• [Exercise materials]
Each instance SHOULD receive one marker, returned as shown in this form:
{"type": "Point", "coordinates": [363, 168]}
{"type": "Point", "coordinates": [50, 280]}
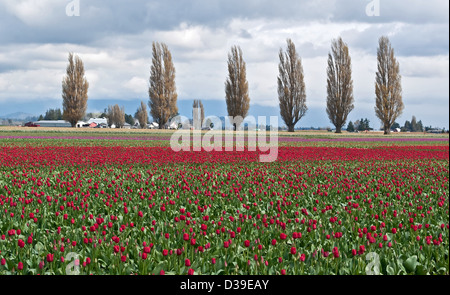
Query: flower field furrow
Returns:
{"type": "Point", "coordinates": [98, 156]}
{"type": "Point", "coordinates": [135, 210]}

• [Exercise aim] Please retype the lines above word for word, without the pictures.

• [Task response]
Each instance SHOULD receive one marker, returned as shown in this form:
{"type": "Point", "coordinates": [363, 168]}
{"type": "Point", "coordinates": [50, 280]}
Query: flower field furrow
Returns:
{"type": "Point", "coordinates": [98, 156]}
{"type": "Point", "coordinates": [135, 210]}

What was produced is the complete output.